| Document text |
__________
I apologize for my ignorance or misunderstanding.
image
Are you saying that due to the shift and scale I am applying, the values of the target density function will be higher than they are in the original distribution, like is illustrated in the cartoon above? Wouldn't the volume under the distribution always need to sum to 1.0? I assume this, so having positive values come out of log_prob doesn't seem to make sense to me.

from normalizing-flows.

VincentStimper avatar VincentStimper commented on June 29, 2024

Hi @Clemente90,

this seems fine to me and the values are now in the same range. They are not identical, but this is probably because the model does not fit the target perfectly yet, which could be overcome with a larger model and longer training.

Indeed, the volume in the distribution has to sum up to one. However, the samples you draw from the target are all located within the support of the target, i.e. where the density is high.

To check whether the density is normalized, you would have to do numerical integration, e.g. defining a grid of points covering the support of the distribution, evaluating the model (or target) at these points, summing the results, and multiplying by the volume of a single bin. This approach might be sufficient for your problem, but scales poorly to high dimensions. Alternatively, you could do importance sampling, e.g. with a uniform distribution covering the support of your model.
__________
| Exercise inputs |
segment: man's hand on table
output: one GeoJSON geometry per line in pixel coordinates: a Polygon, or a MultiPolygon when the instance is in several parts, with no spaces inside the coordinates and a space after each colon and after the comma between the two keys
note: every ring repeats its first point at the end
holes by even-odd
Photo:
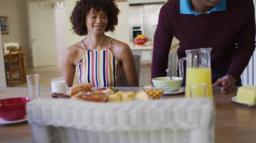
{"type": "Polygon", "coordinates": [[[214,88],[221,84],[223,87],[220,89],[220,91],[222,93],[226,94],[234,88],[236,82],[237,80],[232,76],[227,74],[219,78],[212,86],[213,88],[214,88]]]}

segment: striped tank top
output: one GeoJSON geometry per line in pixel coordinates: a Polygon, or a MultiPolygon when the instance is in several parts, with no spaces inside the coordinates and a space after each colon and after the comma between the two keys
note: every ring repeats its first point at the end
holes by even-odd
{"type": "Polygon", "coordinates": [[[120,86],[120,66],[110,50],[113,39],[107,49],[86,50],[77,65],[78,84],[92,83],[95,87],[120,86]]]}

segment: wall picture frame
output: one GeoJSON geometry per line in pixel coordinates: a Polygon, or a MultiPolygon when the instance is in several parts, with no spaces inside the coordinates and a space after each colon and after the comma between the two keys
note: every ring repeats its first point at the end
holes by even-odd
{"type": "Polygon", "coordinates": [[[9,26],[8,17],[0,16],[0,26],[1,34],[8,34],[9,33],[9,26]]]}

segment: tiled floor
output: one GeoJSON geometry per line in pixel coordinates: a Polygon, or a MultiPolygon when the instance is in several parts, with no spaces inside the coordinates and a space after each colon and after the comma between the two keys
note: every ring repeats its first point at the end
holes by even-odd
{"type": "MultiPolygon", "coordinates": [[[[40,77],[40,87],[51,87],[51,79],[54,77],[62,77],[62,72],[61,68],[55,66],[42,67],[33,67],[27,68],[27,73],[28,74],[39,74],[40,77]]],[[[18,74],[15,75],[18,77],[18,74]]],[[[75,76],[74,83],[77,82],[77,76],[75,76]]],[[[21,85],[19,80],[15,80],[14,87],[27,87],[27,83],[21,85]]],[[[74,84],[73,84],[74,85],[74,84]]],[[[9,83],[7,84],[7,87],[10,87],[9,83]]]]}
__________
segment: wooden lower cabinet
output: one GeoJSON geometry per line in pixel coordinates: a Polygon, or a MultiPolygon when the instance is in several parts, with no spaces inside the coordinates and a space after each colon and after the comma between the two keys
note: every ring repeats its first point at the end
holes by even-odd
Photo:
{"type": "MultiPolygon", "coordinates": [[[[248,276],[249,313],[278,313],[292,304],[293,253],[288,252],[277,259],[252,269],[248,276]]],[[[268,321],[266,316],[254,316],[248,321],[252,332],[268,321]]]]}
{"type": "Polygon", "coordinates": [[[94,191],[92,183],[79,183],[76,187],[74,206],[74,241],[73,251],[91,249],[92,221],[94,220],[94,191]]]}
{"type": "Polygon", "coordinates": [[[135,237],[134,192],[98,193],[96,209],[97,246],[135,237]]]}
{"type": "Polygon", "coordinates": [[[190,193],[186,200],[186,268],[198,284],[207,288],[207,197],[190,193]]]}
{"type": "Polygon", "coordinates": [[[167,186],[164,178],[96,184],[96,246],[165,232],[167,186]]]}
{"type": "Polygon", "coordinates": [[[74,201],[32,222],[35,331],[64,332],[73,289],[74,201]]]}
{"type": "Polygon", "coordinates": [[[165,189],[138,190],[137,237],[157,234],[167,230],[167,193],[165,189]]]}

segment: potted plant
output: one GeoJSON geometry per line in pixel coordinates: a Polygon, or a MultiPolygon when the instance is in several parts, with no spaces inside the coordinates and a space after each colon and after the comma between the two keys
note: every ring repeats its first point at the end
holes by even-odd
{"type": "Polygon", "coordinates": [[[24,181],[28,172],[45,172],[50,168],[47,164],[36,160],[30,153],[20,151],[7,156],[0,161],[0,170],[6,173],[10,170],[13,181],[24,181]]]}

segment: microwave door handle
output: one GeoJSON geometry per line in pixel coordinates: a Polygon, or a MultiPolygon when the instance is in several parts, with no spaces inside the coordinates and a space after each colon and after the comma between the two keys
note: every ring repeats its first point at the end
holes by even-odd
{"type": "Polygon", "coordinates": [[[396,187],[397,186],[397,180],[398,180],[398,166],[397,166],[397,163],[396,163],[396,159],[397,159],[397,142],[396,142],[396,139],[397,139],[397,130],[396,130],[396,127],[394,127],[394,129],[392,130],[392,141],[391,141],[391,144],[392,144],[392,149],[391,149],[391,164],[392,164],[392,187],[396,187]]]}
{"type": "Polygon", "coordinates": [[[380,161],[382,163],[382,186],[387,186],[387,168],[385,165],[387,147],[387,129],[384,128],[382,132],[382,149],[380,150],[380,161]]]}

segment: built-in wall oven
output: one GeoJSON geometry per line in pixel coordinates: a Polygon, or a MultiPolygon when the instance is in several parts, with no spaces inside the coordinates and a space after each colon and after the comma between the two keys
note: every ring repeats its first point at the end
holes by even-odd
__________
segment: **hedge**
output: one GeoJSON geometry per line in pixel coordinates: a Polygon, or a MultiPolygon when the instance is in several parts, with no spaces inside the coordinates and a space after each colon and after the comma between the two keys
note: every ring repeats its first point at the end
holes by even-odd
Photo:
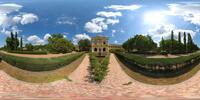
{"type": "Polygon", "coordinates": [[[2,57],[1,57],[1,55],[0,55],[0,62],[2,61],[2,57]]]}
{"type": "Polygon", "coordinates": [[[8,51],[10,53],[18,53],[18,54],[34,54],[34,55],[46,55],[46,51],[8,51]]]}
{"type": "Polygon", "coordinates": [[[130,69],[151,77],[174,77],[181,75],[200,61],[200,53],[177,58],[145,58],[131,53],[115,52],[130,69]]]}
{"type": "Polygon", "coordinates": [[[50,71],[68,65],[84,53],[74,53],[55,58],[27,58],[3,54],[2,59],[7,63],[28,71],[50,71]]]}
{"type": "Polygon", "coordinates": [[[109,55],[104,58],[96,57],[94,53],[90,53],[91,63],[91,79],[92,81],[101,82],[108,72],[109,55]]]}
__________
| Requirements |
1. Report every line of the records that contains the string "segment", matching letter case exactly.
2. Pick up the forum discussion on checking whether a normalizing-flow density is normalized, and continue it after its final sentence.

| Task responses |
1.
segment: man's hand on table
segment: striped tank top
segment: wall picture frame
segment: tiled floor
segment: wooden lower cabinet
segment: potted plant
segment: microwave door handle
segment: built-in wall oven
segment: **hedge**

2.
Best regards,
Vincent

from normalizing-flows.

Clemente90 avatar Clemente90 commented on June 29, 2024

Thank you, I appreciate your responses.

The one thing I am not understanding is, exp(0.0) == 1.0. Any log-probability value that is greater than 0.0 would imply a probability density function value greater than 1.0. So the probability distribution function could not integrate to 1.0.

from normalizing-flows.

VincentStimper avatar VincentStimper commented on June 29, 2024

Hi @Clemente90,

this is not true. In the first method to compute the integral I mentioned above, you would multiply with the volume of the bin, which will be small, pushing the value of the term in the sum below 1. To do importance sampling, you would compute the mean, so some of the terms can be larger than 1 while the result could still be 1. Feel free to implement them to convince yourself that the distribution is indeed normalized.

Best regards,
Vincent

from normalizing-flows.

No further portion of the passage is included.